Assigned task: Leaving out the pictures, please retype each record exactly.

Records for this task:

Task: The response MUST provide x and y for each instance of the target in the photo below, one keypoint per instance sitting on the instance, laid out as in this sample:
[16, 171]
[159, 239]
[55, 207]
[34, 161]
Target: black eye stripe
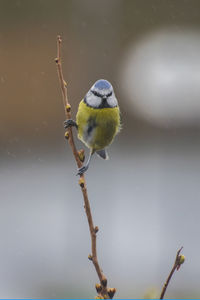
[99, 95]
[108, 95]
[96, 94]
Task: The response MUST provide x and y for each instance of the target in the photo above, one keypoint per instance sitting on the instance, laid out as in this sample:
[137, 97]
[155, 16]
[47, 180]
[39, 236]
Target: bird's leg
[84, 168]
[69, 123]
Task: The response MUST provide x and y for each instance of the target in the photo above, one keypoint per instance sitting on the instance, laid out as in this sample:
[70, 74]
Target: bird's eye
[108, 95]
[96, 93]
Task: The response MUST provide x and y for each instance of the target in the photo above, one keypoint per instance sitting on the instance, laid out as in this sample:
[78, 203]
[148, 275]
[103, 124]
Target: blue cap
[102, 84]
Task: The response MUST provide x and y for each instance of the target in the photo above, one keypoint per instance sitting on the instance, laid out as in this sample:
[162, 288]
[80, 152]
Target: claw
[69, 123]
[82, 170]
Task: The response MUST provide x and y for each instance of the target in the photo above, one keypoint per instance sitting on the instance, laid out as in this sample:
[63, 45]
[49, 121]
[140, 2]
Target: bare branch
[178, 262]
[102, 290]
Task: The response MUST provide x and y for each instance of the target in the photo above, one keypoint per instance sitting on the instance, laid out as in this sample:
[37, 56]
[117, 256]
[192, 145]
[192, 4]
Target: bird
[97, 120]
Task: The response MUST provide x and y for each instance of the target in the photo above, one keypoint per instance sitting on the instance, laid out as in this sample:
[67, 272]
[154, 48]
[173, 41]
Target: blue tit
[97, 120]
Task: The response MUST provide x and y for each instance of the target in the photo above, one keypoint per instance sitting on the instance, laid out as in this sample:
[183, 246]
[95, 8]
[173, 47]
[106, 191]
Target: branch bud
[96, 229]
[90, 257]
[68, 106]
[104, 282]
[180, 261]
[111, 292]
[98, 287]
[81, 155]
[82, 182]
[67, 135]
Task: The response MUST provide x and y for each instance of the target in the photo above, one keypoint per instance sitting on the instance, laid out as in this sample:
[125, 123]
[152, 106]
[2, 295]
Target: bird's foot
[82, 170]
[69, 123]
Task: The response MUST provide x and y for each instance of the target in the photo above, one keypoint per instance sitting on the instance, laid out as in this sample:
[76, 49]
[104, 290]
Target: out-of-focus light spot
[161, 78]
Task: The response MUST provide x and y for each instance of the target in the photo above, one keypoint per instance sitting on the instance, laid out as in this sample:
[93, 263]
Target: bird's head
[101, 95]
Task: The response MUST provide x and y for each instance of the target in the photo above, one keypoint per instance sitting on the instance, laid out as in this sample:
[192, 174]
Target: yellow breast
[97, 126]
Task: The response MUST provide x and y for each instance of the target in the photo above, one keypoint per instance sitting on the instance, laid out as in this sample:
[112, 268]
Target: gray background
[145, 199]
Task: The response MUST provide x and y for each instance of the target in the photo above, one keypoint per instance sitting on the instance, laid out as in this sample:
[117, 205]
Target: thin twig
[102, 289]
[178, 261]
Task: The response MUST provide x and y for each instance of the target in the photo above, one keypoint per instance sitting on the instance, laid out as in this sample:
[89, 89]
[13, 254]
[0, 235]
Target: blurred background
[145, 199]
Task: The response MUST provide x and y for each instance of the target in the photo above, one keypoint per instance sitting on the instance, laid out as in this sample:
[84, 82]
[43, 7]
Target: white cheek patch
[93, 100]
[112, 101]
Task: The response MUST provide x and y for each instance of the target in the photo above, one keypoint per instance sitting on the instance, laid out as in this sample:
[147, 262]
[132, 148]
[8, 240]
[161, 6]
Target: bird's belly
[101, 135]
[98, 127]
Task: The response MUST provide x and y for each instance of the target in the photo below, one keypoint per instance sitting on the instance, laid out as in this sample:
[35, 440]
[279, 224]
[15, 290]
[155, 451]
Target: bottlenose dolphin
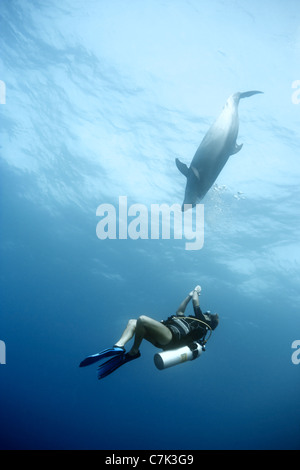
[213, 152]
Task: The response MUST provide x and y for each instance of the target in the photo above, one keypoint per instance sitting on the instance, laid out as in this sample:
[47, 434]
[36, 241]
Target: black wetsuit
[185, 330]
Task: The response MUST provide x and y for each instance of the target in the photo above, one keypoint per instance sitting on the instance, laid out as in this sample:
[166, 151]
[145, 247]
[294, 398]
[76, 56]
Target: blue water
[100, 97]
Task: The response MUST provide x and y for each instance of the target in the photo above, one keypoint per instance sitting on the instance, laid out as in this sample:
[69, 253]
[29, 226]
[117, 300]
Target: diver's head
[213, 319]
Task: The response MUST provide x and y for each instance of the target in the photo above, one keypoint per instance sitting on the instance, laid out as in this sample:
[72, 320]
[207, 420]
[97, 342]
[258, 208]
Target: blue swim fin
[114, 363]
[114, 351]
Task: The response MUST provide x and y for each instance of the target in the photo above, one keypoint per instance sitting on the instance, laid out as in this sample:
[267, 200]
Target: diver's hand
[196, 289]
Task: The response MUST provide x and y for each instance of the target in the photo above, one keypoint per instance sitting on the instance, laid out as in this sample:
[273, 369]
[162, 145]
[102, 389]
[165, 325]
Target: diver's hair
[214, 320]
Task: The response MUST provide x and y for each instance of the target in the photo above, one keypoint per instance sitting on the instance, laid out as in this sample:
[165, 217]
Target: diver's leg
[127, 334]
[151, 330]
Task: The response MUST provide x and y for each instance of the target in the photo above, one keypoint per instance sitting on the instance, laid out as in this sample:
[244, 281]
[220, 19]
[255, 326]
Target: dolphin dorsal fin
[182, 167]
[237, 148]
[196, 172]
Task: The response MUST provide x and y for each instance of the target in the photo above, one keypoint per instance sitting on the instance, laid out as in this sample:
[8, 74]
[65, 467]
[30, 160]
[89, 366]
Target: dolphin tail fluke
[182, 167]
[246, 94]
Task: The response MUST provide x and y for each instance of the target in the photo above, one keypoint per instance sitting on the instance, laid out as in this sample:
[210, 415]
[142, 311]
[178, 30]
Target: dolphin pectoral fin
[182, 167]
[237, 148]
[196, 172]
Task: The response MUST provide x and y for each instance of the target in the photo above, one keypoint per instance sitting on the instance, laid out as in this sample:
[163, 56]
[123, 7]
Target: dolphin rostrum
[213, 152]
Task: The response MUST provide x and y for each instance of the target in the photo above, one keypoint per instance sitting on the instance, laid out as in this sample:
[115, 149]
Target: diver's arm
[181, 309]
[197, 309]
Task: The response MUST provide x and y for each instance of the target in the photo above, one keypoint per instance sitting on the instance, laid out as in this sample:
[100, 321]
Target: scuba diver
[175, 332]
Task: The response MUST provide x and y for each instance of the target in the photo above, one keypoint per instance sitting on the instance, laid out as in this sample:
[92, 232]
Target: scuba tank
[172, 357]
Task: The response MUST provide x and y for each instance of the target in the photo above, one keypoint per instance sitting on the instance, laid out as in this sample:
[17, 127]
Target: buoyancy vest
[185, 330]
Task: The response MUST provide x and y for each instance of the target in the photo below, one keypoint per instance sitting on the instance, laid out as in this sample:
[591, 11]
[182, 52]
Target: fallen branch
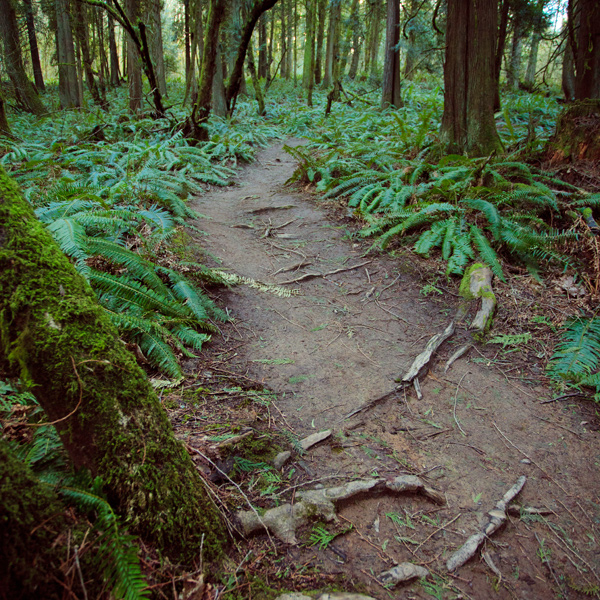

Result of this exercise:
Task: The response MUST provide x and y for each instance of the target in the photo below, one keypoint per instance sitting on the instance, laid out as in this sample:
[16, 171]
[159, 239]
[55, 207]
[34, 161]
Target: black eye stripe
[99, 95]
[108, 95]
[96, 94]
Task: The response MUST provide x and y for each instance of the target in the photo above, one keypoint per instance sitting on the instance, laid out as in this sample:
[137, 97]
[155, 16]
[47, 180]
[39, 236]
Target: bird's leg
[84, 168]
[69, 123]
Task: The response MUST provide x and y for each instance of the target in the photo above, one keypoint per instance sitting on the instance, laid out as in this sample:
[70, 74]
Target: bird's eye
[108, 95]
[96, 93]
Task: The response MUST provide x and y for each instance of the target in the photo above, one keypoint per instance sitting on the instance, laid out as in this sample:
[78, 203]
[148, 275]
[103, 124]
Target: blue cap
[102, 84]
Task: The response MUST provide x and y for each instance of the target in the photo above, one keypoint per instance sitting on the instance, laid out as in this sample:
[162, 288]
[80, 152]
Target: claw
[69, 123]
[82, 170]
Task: The response MUST provide x and y for each instance of the target in the photo above, one keypoint per instance sitting on the instance, laid out as in this sample:
[63, 45]
[49, 121]
[140, 2]
Target: bare branch
[178, 262]
[102, 290]
Task: The response MUST provide x and y for each instance of the target in the photo above, one keypoint per instance sitting on the instance, laid out as in this sample:
[37, 56]
[117, 256]
[192, 145]
[192, 4]
Target: bird
[97, 120]
Task: The response MUST provide x and y for each instance of the target in the photo above, one keypoint per instance sitting on the instance, laid out as in this sample:
[67, 272]
[154, 48]
[173, 41]
Target: blue tit
[97, 120]
Task: The response MUST provide x and y for each instance of the target in the photo above, one keypoint per instance sitting on the instance, laid out as in this sample:
[183, 246]
[95, 8]
[173, 47]
[106, 191]
Target: branch bud
[96, 229]
[90, 257]
[68, 106]
[104, 282]
[180, 261]
[111, 292]
[98, 287]
[81, 155]
[82, 182]
[67, 135]
Task: The response MUST provide x and y for each instance of the target in the photo above, one keypoint per instance sitting on the instance, laid out as in this sample:
[125, 123]
[152, 106]
[2, 295]
Target: bird's foot
[82, 170]
[69, 123]
Task: The response MUST provide x and y for each instance of the target in the photo above, one keypoint per instance sitting on the instance, laid out as in this sample:
[76, 49]
[104, 290]
Target: out-of-focus light spot
[161, 78]
Task: The response MUST provide x and y for each instance of the target in the photo above, one keypoint per instance sitting on the instance, laid out as in this sample:
[93, 263]
Target: bird's head
[101, 95]
Task: The response MUST provide x and y for each instance of the target in the photo above, one keypoint per instance sitting on the instance, laid out as in this sample:
[192, 174]
Target: yellow breast
[97, 126]
Task: The response MUST provide x and y for each instance of the target in the photo above, one keypoint per instance sitting on the instance, laid out as in this sample:
[112, 268]
Target: gray background
[145, 199]
Task: The response MUST provide x and y for each instance of the target in the photo above, one keypoint per instance sitting on the instance, laid out as in this sample:
[117, 205]
Target: thin twig
[102, 289]
[178, 261]
Task: The response MUST provide x and y for each instance of the target in the photo above, one keypoint per instance sitting on the instance, laid out as in this sample:
[89, 89]
[13, 254]
[0, 235]
Target: blurred background
[145, 199]
Task: The response MUST provide x and y for each instance of the target in the photo above, one keypoint per instance sitting on the instance, laid out as in this sample:
[84, 82]
[43, 7]
Target: white cheek patch
[93, 100]
[112, 101]
Task: The response MUST provide x and y for each instance of the target in the photo above, one keypoint per instance sitting on the instance, laid out as in this sample:
[147, 262]
[132, 148]
[8, 240]
[161, 6]
Target: bird's belly
[101, 135]
[98, 127]
Task: The response MUST provide x and y for each instance of the target in the photo below, one keypoint per instance sitting on the instance, laid out as in this sample:
[35, 440]
[279, 224]
[15, 290]
[155, 451]
Target: bottlenose dolphin
[213, 152]
Task: The response MUST provide x and y for each instance of the target in the photo above, one keypoint per instance sitting on the instance, laid out as in this sample:
[47, 434]
[36, 241]
Target: black wetsuit
[185, 330]
Task: The response MUST provide x and y for each instance of the target in the photo above, one keypoint per instance sitting on the instance, laid out as in this sample:
[166, 151]
[145, 247]
[294, 398]
[76, 56]
Target: blue water
[100, 97]
Task: The response MUST provide x and y for each instance of the target in the photo above, one keypoint per instance sitting on the instance, laid out as in this sample:
[69, 253]
[29, 226]
[117, 300]
Target: diver's head
[213, 319]
Task: The response MUST provide x and y for each instance of the target in the photo above, one keypoint per instance sitting on the instance, laid out as in this sample:
[72, 320]
[207, 420]
[97, 342]
[258, 208]
Target: blue swim fin
[114, 363]
[114, 351]
Task: The response MUST provide x and y for each instance of the target in the photo above, one keypoint per instance sitting on the instance, laid out as in this sample:
[267, 200]
Target: diver's hand
[196, 289]
Task: The response MUST provide x and y for each instance of the target in the photo above, one keypoint per instance sitting on the instance, laid out as in this sample:
[273, 369]
[162, 145]
[102, 389]
[165, 325]
Target: diver's hair
[214, 320]
Task: The response MUST provide x and y for each instance of the target in the photo above, one keypoint per instance sitting on the instance, laid out as in this sample:
[165, 217]
Target: diver's leg
[127, 334]
[151, 330]
Task: The response MUST provide x and y for each instance of the target in the photo above, one keypoint per instance sitting on the instance, laid out as in this sample:
[244, 281]
[220, 19]
[255, 326]
Target: dolphin dorsal fin
[182, 167]
[237, 148]
[196, 172]
Task: The response MUST provide x and y for each instance of the target in the photo above, one keypoint per instance sitting on the instance, laid out as in this sample:
[8, 74]
[65, 467]
[30, 160]
[89, 366]
Target: dolphin tail fluke
[182, 167]
[246, 94]
Task: The response MUST provide x and y for each instance of the target in the photo above, one keypoint per instance sitting on the instance, laid out as in this sample:
[210, 415]
[142, 311]
[178, 30]
Target: dolphin pectoral fin
[182, 167]
[237, 148]
[196, 172]
Task: The response MUST provide x and y for each instance of the target in the photo above, one keypoint per instance sitting on the instance, laid out as in this sample:
[163, 56]
[123, 7]
Target: dolphin rostrum
[213, 152]
Task: The response MUST provide x and y for each instance of the target in the photo above, one keypoint per instance sitting on the instance, laid out as in this sample:
[115, 149]
Target: diver's arm
[181, 309]
[197, 309]
Task: The response MUST provide x and y for each instance of the target in the photo above, one keypoint per instance sitting on the instance, laid out as in this sample:
[100, 321]
Target: scuba diver
[175, 332]
Task: The response MUST provide x and y for each instance of the target in the photo above, one keypoint per instance sitting on the instance, laid out as in this sample:
[92, 232]
Target: scuba tank
[172, 357]
Task: The response MUST provide x and y for each instance of the target in the photo above, one keypoint per instance sitting on the instance, laid out as in this sample:
[17, 127]
Target: buoyancy vest
[185, 330]
Task: The response MUST provide x and y for each instance of the target in the photo below, one keypoint per instance sitting on the instance, laid out as in this sample:
[591, 11]
[182, 52]
Target: fallen branch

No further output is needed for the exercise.